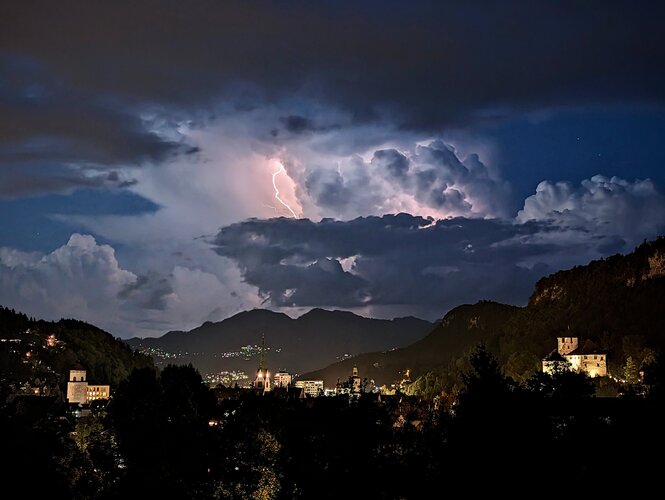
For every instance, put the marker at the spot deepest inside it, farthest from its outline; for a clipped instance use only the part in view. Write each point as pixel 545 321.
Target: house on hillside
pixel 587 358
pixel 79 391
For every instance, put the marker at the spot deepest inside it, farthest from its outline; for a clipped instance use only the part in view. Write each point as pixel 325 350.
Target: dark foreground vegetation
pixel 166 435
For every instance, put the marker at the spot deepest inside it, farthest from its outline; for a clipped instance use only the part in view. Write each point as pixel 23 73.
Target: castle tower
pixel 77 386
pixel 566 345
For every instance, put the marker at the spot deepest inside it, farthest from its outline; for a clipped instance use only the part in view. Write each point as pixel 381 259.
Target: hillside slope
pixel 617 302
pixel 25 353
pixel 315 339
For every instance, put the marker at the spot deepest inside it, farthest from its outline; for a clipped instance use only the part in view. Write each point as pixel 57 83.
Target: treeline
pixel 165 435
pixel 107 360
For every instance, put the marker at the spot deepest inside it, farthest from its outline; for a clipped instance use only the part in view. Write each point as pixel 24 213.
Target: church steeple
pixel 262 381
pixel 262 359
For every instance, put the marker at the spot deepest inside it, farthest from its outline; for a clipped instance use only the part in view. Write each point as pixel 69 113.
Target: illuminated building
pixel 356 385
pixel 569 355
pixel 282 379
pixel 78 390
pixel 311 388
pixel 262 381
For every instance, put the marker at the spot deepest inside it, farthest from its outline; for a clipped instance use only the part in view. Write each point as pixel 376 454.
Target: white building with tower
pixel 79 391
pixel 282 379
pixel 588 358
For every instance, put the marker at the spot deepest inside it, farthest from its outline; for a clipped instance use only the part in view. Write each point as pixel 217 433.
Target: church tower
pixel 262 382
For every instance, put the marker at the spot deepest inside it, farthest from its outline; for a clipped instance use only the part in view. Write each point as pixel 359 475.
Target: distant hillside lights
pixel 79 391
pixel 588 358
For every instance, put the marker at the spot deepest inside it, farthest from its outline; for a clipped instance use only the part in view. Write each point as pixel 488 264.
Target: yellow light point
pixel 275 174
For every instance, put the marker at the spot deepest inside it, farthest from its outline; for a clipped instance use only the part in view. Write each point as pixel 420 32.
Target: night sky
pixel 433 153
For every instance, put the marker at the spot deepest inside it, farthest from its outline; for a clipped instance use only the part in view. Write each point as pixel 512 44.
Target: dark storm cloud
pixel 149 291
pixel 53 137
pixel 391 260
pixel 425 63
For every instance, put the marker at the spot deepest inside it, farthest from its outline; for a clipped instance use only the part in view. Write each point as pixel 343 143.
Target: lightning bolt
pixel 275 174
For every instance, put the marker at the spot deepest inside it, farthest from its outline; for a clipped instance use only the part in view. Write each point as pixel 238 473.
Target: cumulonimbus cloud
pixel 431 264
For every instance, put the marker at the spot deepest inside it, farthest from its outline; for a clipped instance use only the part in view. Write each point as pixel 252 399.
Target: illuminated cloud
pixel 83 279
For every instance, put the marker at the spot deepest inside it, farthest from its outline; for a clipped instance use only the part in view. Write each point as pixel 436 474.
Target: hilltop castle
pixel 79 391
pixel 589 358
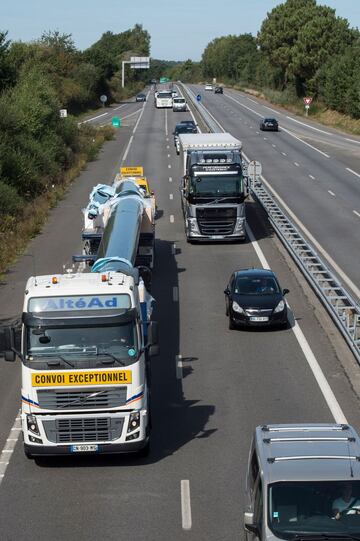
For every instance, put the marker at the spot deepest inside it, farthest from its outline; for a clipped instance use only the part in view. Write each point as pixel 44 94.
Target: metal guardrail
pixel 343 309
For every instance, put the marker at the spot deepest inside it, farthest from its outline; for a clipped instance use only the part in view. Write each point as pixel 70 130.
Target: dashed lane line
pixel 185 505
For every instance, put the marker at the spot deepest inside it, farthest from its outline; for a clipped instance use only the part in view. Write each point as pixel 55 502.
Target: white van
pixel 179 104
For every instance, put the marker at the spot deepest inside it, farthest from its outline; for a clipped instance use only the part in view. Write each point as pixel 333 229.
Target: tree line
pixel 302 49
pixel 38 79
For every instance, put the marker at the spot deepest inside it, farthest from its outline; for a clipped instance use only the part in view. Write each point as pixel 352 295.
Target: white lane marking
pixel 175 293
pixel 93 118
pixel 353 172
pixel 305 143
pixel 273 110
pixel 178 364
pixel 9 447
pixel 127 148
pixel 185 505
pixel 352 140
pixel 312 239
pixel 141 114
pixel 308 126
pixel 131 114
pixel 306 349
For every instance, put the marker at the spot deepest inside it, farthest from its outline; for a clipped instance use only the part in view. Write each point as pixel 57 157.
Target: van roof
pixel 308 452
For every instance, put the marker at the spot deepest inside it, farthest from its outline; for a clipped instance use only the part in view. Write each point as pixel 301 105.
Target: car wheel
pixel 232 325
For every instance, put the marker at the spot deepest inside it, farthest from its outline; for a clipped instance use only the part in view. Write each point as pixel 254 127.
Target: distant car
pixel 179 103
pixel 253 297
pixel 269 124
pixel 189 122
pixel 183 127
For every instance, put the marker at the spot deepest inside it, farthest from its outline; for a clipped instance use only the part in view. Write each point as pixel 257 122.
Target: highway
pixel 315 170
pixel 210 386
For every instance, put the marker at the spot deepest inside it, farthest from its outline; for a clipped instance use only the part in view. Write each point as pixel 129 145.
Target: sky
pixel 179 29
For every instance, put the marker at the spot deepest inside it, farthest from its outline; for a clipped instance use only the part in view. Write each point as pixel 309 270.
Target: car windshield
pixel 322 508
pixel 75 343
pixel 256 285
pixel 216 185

BRIEF: The lines from the top of the data above through the one holding "pixel 24 213." are to be repeated exactly, and only those, with no pictures.

TASK SOLUTION:
For every instance, put the marker at the spot deepest inside it, farthest from its outline; for a clipped instance use only the part in view. Write each point as pixel 545 321.
Target: house on hillside
pixel 587 358
pixel 79 391
For every instance, put the marker at the spot deepest inside it, farthest from its outline; for a clipped instance use only the part in view. Write each point as pixel 325 350.
Target: dark foreground vegetation
pixel 166 435
For every instance, put the marker at the spot deepest inside it, farthest from its outline; for a clipped instance use only the part in view. Write each point as pixel 23 73.
Target: castle tower
pixel 77 386
pixel 566 345
For every instance, put the marker at the spot deepest inside it, farthest from its outline; for a clipped instance use only the part in view. Write each point as pixel 381 259.
Target: hillside slope
pixel 617 302
pixel 25 353
pixel 315 339
For every instance, put the marker at the spot deepest inside it, farthest from its outline; for a clipped instance use only the part in view. Write each point as pixel 57 83.
Target: treeline
pixel 165 435
pixel 107 360
For every instance, put the marker at the spot deepest inside it, farthest from its outline; for a clipped instance use only the part in view. Write each point as pixel 24 213.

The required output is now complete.